======== Data to examine

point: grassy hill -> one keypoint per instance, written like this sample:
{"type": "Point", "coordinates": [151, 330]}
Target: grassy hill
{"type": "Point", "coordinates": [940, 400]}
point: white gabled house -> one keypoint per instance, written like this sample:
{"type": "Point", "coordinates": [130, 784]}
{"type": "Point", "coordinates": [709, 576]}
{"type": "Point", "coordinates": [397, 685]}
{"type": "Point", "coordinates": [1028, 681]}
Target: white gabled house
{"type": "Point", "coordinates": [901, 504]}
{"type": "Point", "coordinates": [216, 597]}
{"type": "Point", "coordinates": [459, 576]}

================

* Exercise *
Transcribe the entire listing. Leave every word as it is.

* Reply *
point: grassy hill -> one keypoint per instance, written like this sample:
{"type": "Point", "coordinates": [151, 330]}
Target: grassy hill
{"type": "Point", "coordinates": [940, 400]}
point: white gabled house -> one keypoint per instance, written like this sample:
{"type": "Point", "coordinates": [130, 784]}
{"type": "Point", "coordinates": [709, 576]}
{"type": "Point", "coordinates": [397, 685]}
{"type": "Point", "coordinates": [1028, 681]}
Target: white gabled house
{"type": "Point", "coordinates": [901, 504]}
{"type": "Point", "coordinates": [216, 597]}
{"type": "Point", "coordinates": [459, 576]}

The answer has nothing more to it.